■ Vorgelegter Text:
Bundespatentgericht:
Beschluss vom 19. September 2005
Aktenzeichen: 30 W (pat) 326/03

(BPatG: Beschluss v. 19.09.2005, Az.: 30 W (pat) 326/03)

Tenor

Auf die Beschwerde der Anmelderin wird der Beschluss der Markenstelle für Klasse 9 des Deutschen Patent- und Markenamts vom 9. Oktober 2003 aufgehoben.

Gründe

I.

Zur Eintragung in das Markenregister angemeldet ist die Bezeichnung STORE VISION für:

"Elektrische Apparate und Instrumente, nämlich Kassettengeräte, Kassenperipheriegeräte, Geldautomaten, Selbstbedienungskassenterminals; Informationsterminals, Ticket-Terminals, Mobiltelefone, tragbare Computer ausgestattet mit Display und Scanner, automatische Warenautomaten und Mechanismen für geldbetätigte Apparate; geldeinnehmende und geldausgebende Kartenleser, Drucker, Touchscreen, Lautsprecher, Display, Internetanschluss, Bezahlfunktion zur Handhabung von Transaktionen wie ecommerce und Kredittransferaktionen; Displays für Einkaufswagen; Computersoftware für die vorstehend genannten Geräte; Software für betriebliche Organisationsabläufe; Software für Warenwirtschaftssysteme; Organisationsberatung bei der Umsetzung von Softwarelösungen bei Handelsunternehmen, Entwicklung und Erstellung von Software für die in Klasse 9 genannten Geräte; Entwicklung und Erstellung von Software für die Steuerung von betrieblichen Organisationsabläufen in Unternehmen".

Die Markenstelle für Klasse 9 des Deutschen Patent- und Markenamts hat die Anmeldung zurückgewiesen. Begründend ist ausgeführt, dass die Anmeldung STORE VISION eine beschreibende Angabe darstelle, da sie auf besonders in Bezug auf die Zukunft entworfene Bilder aus einem Geschäft/Laden hinweise.

Die Anmelderin hat Beschwerde eingelegt. Mit näheren Ausführungen hält sie Schutzhindernisse, die die Anmeldung in ihrer Gesamtheit und bezüglich der hier maßgeblichen Waren und Dienstleistungen von der Eintragung ausschließen könnten, nicht für gegeben.

Die Anmelderin beantragt sinngemäß, den angefochtenen Beschluss der Markenstelle für Klasse 9 aufzuheben.

Wegen der weiteren Einzelheiten des Sachverhalts wird auf den Inhalt der Akten Bezug genommen.

II.

Die zulässige Beschwerde ist begründet. Der Eintragung der angemeldeten Marke stehen die absoluten Eintragungshindernisse des § 8 Absatz 2 Nr 1 und 2 MarkenG nicht entgegen.

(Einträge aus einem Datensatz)

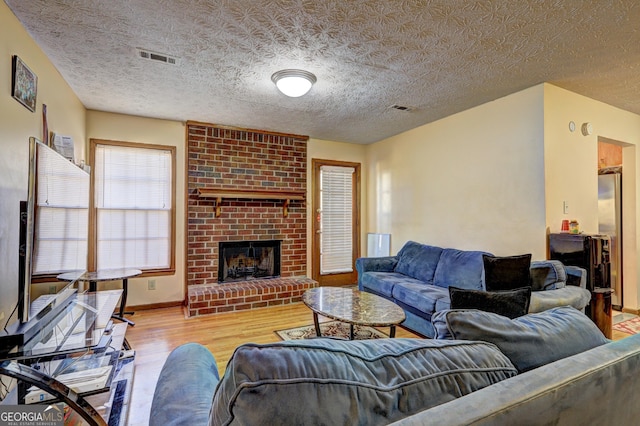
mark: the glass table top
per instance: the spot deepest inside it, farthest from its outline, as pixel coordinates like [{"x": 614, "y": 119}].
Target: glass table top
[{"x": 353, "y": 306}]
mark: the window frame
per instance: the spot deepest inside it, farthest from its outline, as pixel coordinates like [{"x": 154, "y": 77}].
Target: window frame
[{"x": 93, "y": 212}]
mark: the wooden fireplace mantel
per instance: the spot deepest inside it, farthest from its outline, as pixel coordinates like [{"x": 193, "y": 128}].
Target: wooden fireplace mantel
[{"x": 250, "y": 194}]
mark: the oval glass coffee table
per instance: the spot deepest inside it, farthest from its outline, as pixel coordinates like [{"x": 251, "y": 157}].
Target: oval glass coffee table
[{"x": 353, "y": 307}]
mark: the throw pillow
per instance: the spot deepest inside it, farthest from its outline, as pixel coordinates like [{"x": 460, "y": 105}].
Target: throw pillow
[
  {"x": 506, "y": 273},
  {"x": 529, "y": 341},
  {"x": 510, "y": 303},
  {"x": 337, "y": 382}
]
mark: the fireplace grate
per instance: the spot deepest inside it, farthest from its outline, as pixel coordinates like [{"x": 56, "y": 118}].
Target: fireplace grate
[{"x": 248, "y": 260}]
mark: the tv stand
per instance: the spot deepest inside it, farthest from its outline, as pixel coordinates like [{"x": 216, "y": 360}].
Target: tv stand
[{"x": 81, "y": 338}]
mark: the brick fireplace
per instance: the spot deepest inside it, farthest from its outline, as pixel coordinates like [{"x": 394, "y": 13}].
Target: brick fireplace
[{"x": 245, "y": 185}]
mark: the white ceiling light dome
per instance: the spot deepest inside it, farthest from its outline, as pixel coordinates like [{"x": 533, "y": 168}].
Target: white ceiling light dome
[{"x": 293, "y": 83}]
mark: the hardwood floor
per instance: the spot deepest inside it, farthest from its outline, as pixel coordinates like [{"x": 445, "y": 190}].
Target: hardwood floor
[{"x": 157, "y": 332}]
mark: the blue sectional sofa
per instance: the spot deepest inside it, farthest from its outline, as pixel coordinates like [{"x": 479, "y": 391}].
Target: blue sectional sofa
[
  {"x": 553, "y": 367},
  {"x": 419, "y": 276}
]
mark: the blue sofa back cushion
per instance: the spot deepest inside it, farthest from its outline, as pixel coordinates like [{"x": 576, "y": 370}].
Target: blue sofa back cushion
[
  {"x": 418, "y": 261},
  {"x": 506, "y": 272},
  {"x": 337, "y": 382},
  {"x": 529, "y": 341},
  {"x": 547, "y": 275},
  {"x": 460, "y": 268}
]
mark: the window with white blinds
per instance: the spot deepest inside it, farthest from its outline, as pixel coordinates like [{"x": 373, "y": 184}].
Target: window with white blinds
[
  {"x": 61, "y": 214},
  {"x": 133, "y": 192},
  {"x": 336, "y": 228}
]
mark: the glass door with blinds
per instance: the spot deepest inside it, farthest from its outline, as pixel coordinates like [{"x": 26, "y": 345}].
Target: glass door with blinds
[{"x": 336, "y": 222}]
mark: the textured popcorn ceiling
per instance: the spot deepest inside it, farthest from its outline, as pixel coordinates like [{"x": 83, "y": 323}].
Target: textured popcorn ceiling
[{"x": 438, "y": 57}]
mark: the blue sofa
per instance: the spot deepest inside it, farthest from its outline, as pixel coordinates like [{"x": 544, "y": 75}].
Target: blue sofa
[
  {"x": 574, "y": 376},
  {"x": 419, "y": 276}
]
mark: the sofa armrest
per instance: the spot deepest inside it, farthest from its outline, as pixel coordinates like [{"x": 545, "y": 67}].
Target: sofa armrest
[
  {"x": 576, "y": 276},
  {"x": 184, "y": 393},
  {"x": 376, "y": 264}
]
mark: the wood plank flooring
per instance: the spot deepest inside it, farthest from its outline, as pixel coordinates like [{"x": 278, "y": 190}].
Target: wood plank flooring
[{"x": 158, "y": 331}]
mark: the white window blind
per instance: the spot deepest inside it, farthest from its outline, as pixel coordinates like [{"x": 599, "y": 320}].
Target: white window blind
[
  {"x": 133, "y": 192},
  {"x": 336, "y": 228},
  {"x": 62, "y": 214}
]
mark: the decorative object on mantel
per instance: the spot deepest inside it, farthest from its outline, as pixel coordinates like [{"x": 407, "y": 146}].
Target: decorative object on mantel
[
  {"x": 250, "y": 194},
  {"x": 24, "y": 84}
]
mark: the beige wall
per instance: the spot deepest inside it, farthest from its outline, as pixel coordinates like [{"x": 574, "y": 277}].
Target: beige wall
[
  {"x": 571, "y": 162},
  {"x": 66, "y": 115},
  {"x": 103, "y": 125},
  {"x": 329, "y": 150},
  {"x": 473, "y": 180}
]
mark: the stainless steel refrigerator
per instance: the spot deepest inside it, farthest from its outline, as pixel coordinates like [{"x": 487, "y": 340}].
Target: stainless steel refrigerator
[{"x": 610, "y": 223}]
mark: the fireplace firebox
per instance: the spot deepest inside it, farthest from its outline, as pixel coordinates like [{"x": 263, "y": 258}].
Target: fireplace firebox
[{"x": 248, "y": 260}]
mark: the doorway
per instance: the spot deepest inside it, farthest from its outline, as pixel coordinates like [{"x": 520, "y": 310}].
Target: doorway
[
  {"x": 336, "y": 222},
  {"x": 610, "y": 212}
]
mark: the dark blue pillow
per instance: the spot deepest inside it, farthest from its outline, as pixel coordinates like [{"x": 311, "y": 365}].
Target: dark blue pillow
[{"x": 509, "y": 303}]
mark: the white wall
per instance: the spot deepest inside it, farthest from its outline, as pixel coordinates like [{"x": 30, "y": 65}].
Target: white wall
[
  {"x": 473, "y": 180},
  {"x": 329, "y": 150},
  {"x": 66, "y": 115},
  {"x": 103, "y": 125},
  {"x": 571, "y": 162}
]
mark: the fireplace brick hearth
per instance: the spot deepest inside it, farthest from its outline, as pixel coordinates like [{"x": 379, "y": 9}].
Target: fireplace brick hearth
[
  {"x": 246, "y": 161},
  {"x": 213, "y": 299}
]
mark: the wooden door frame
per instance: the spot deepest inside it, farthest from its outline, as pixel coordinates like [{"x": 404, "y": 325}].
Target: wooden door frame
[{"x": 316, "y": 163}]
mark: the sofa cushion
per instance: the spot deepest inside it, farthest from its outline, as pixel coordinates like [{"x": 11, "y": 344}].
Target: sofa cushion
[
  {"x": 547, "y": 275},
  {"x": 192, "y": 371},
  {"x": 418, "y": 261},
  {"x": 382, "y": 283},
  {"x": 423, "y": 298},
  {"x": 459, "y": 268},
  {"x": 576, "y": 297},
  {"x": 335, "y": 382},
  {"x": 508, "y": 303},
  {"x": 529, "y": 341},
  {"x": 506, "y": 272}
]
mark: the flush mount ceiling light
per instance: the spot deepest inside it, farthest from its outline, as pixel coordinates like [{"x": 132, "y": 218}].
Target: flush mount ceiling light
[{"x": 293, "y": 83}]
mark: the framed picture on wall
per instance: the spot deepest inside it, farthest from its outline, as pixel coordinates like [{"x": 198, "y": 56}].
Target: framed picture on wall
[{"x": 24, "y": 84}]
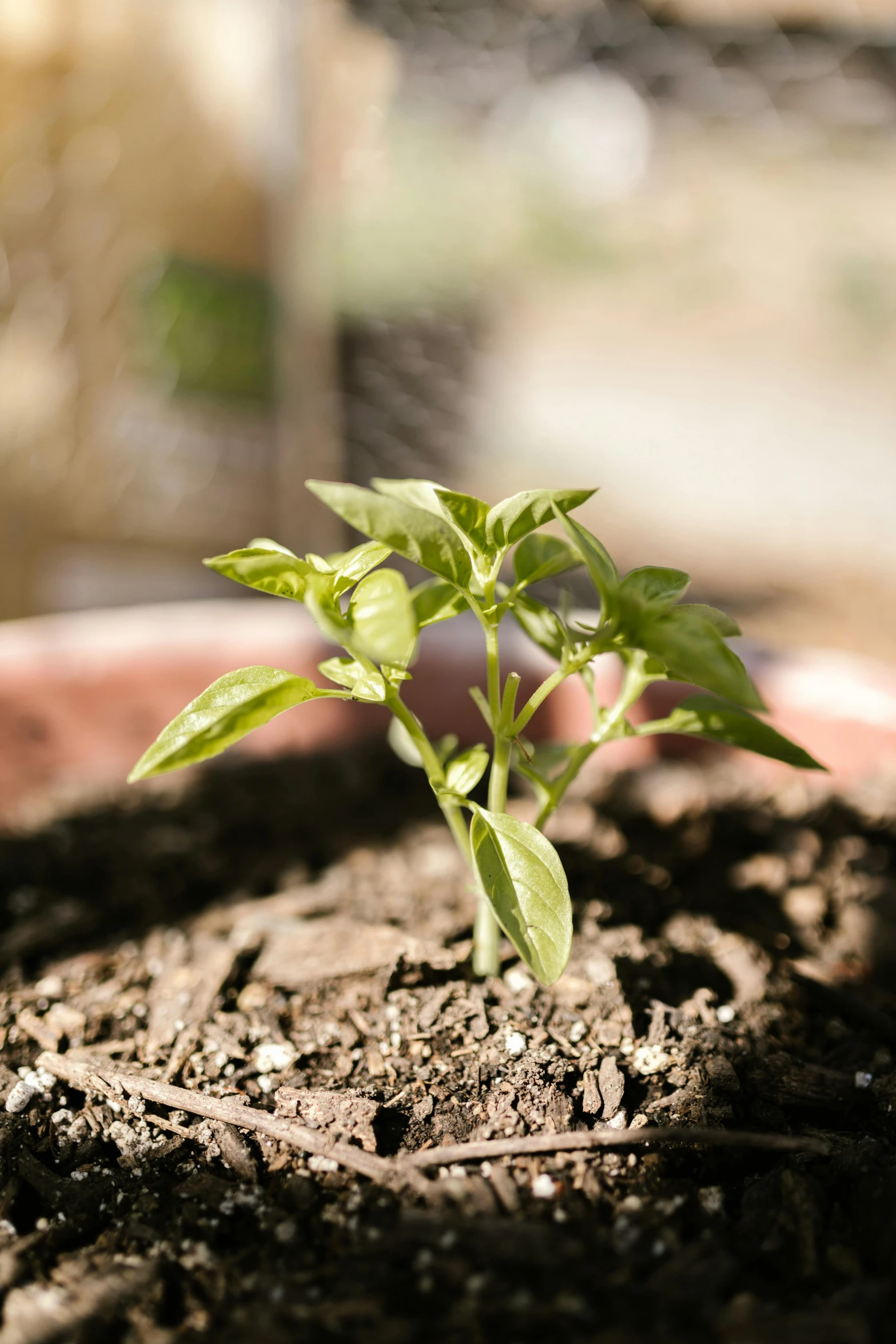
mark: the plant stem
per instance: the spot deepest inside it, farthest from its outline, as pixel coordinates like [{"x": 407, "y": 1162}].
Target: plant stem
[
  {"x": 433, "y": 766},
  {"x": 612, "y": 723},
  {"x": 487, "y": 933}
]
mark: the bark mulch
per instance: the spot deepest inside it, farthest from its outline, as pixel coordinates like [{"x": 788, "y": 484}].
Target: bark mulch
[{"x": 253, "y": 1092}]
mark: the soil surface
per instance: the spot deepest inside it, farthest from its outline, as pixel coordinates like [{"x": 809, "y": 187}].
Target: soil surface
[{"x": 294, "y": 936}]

■ Arbeitsaufträge:
[1] Schreiben Sie aus dem Beschluss zur Marke STORE VISION alles von „Die Markenstelle für“ bis hinunter zu „einem Geschäft/Laden hinweise.“ wortgetreu ab.
[2] Beantworten Sie anhand des Beschlusses zur Marke STORE VISION folgende Fragen:
(a) Unter welchem Aktenzeichen wurde der Beschluss gefasst?
(b) Von welchem Tag stammt der aufgehobene Beschluss der Markenstelle?
(c) Welche Vorschrift nennt das Gericht für die absoluten Eintragungshindernisse, die der Eintragung nicht entgegenstehen?
[3] Führen Sie den Beschluss zur Marke STORE VISION im Anschluss an seinen letzten Satz weiter.

■ Lösungen:
[1]
Die Markenstelle für Klasse 9 des Deutschen Patent- und Markenamts hat die Anmeldung zurückgewiesen. Begründend ist ausgeführt, dass die Anmeldung STORE VISION eine beschreibende Angabe darstelle, da sie auf besonders in Bezug auf die Zukunft entworfene Bilder aus einem Geschäft/Laden hinweise.

[2]
(a) 30 W (pat) 326/03
(b) Vom 9. Oktober 2003
(c) § 8 Absatz 2 Nr 1 und 2 MarkenG

[3]
An der angemeldeten Marke STORE VISION besteht kein Freihaltebedürfnis iSv § 8 Abs 2 Nr 2 MarkenG; denn es ist nicht ersichtlich, dass sie in ihrer Gesamtheit als konkrete Angabe über wesentliche Eigenschaften der unter dieser Marke angebotenen Waren und Dienstleistungen dienen könnte.

Das englische Wort "store" bedeutet im Deutschen allgemein "Lager, Vorrat, Geschäft, Laden, Kauf-, Warenhaus", im Bereich der Datenverarbeitung auch "Speicher" (vgl Langenscheidts Großwörterbuch Englisch, Muret-Sanders, Tei I S 1082; Langenscheidts Fachwörterbuch LEO online-Lexikon).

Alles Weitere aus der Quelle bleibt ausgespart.